**** MATERIAL FOR THIS EXERCISE

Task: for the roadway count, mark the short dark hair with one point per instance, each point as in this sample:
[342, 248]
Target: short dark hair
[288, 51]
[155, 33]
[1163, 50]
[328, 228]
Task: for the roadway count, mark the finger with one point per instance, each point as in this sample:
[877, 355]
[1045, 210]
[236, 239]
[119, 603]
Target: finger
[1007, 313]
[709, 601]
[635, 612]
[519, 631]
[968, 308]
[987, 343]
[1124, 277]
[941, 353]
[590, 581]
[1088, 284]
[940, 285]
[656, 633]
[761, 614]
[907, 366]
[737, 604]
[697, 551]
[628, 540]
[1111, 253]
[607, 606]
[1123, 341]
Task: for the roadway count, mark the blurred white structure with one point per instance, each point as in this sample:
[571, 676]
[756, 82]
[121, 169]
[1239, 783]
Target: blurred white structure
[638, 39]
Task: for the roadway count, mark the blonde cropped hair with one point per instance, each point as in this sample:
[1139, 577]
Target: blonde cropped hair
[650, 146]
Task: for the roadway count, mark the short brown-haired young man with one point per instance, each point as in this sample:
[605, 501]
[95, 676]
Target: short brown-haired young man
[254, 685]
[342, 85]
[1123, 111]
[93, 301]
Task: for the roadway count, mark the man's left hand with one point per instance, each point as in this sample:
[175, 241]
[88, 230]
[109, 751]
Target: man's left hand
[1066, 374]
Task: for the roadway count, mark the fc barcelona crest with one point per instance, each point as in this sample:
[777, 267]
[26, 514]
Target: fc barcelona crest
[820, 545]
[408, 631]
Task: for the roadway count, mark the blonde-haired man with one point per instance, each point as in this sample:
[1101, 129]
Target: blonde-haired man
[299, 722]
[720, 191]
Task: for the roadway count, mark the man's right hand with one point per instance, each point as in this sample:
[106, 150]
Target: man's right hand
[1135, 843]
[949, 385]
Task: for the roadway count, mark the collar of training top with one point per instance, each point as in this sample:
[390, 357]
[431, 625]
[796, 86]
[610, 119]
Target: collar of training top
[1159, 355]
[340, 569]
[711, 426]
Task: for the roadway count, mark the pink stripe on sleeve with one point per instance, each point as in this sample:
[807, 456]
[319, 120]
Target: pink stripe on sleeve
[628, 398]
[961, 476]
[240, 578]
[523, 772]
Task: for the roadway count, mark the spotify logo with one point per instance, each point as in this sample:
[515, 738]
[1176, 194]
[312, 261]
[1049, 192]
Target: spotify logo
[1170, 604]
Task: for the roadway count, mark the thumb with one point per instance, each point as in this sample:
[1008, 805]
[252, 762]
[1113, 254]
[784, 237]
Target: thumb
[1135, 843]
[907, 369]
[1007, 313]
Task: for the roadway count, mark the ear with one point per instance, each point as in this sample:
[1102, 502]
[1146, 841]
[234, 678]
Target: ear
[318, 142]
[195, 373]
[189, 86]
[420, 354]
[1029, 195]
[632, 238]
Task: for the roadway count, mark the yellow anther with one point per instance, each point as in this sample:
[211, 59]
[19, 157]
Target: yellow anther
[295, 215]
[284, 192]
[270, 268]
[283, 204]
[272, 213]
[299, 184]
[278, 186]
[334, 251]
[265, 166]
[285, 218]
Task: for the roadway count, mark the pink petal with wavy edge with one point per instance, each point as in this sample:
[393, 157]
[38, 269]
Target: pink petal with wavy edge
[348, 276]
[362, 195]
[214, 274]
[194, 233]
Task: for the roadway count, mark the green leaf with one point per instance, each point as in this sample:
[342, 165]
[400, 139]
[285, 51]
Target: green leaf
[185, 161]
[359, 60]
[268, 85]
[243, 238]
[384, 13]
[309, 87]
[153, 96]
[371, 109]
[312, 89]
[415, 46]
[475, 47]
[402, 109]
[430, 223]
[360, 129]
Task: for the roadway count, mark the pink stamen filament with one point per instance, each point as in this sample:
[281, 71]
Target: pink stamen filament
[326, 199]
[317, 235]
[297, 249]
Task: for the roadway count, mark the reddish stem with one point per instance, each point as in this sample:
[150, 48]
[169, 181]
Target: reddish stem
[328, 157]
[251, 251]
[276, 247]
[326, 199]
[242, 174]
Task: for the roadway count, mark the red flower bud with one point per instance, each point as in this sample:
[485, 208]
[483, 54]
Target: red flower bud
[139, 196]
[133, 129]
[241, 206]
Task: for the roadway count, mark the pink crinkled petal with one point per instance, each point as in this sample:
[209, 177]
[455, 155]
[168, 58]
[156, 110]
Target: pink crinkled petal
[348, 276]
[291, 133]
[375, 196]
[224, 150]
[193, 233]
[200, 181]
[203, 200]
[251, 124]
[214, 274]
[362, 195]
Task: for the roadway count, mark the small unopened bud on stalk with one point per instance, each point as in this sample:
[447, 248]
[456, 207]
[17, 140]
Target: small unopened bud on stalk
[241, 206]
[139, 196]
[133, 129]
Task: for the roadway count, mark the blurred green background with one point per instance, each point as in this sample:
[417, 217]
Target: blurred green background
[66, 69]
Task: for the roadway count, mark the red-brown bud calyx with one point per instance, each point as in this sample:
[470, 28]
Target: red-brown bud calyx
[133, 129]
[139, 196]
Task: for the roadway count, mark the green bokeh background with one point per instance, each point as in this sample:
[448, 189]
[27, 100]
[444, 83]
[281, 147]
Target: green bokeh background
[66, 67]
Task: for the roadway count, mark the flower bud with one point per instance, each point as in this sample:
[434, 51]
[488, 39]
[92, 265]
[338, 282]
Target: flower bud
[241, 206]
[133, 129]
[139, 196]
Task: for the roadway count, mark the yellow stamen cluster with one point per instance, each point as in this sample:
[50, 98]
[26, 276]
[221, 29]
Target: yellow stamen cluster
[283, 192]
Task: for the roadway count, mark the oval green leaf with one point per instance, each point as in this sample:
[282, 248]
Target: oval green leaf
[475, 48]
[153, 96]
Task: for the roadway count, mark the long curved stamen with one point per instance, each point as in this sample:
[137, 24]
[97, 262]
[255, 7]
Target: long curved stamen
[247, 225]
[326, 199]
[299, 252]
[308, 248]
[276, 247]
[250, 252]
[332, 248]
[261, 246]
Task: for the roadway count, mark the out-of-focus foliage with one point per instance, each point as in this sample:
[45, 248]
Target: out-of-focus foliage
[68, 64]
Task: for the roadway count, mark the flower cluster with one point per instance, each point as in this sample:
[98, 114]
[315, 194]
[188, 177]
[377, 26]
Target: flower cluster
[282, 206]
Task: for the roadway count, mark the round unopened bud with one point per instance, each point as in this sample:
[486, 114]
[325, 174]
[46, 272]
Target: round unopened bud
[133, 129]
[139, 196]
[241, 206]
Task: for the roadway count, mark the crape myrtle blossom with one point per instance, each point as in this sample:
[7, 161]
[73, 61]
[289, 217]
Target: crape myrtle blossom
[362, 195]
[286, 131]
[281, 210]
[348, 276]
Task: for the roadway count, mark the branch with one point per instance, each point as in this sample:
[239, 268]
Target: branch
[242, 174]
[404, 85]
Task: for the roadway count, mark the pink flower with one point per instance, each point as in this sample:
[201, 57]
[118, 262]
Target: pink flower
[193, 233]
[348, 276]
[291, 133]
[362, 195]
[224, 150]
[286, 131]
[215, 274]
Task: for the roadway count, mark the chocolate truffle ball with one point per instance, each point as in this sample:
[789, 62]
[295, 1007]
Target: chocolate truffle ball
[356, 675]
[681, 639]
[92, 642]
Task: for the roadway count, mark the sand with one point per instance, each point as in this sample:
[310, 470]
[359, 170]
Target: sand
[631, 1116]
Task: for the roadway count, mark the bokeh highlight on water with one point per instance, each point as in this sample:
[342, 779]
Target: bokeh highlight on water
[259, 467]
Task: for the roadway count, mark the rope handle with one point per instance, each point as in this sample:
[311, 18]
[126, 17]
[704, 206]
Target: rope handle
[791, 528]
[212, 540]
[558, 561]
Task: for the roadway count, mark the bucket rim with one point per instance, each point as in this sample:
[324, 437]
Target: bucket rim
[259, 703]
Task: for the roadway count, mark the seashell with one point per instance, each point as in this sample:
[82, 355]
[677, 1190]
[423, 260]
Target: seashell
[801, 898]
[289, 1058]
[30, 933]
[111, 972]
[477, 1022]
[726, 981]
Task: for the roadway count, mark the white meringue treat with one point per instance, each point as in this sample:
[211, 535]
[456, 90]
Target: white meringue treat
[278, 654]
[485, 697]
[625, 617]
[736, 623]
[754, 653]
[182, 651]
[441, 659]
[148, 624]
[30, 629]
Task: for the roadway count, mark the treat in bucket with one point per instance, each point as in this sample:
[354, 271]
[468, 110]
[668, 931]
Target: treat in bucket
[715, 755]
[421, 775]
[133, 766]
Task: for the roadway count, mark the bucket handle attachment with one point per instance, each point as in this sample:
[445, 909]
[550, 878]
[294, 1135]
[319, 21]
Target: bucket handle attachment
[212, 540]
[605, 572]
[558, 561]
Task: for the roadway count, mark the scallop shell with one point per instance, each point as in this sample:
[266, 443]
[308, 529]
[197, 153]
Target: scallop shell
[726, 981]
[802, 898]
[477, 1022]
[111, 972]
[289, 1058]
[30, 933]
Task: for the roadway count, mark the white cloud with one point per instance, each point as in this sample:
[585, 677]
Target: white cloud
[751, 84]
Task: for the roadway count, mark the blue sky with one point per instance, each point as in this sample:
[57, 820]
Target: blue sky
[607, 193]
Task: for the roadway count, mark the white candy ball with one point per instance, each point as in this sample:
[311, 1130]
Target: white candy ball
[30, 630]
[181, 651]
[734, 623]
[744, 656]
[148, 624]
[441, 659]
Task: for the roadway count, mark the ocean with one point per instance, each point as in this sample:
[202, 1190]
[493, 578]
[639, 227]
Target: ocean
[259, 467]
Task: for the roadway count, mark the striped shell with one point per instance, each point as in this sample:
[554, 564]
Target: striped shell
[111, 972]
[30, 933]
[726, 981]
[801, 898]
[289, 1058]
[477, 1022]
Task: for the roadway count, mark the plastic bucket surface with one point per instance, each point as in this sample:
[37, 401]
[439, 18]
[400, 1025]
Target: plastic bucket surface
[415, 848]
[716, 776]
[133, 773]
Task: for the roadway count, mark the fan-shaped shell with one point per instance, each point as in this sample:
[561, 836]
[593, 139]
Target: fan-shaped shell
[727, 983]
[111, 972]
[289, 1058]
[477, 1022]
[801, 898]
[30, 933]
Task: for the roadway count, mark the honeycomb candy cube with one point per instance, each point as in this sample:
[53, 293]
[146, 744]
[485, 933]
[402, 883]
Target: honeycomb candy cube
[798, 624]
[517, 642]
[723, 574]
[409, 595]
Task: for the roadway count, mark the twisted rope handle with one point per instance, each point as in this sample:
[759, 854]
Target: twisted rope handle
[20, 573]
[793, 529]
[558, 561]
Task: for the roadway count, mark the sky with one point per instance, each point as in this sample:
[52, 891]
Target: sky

********

**WHAT TO DO**
Repeat, with no changes, each line from the one with "Task: for the roadway count, mark the plastic" to the end of the listing, including both ends and nothing else.

**WORKED SOLUTION**
Task: for the roadway count, mark the plastic bucket surface with one point per instance, each point as in this sample:
[37, 401]
[439, 18]
[400, 1025]
Target: plastic bucket surface
[415, 848]
[716, 776]
[133, 773]
Task: for the roadway count, mark the fan-shaped shell with one point per instance, each point as in this sample:
[561, 836]
[593, 139]
Target: fan-shaped shell
[727, 983]
[111, 972]
[289, 1058]
[477, 1022]
[801, 898]
[30, 933]
Task: for the roadway count, mark the honeycomb candy cube with one point per instance, each point as in this sample:
[53, 293]
[146, 744]
[485, 933]
[402, 883]
Target: honeycomb candy cube
[798, 624]
[517, 642]
[723, 574]
[409, 595]
Task: for the roadway count, mark the twisted rope handle with one point per instance, each point as in this sample:
[759, 854]
Target: twisted rope handle
[20, 573]
[793, 529]
[558, 561]
Task: for the roadway count, mark the sky with one point per instance, each point as in this sample:
[52, 891]
Target: sky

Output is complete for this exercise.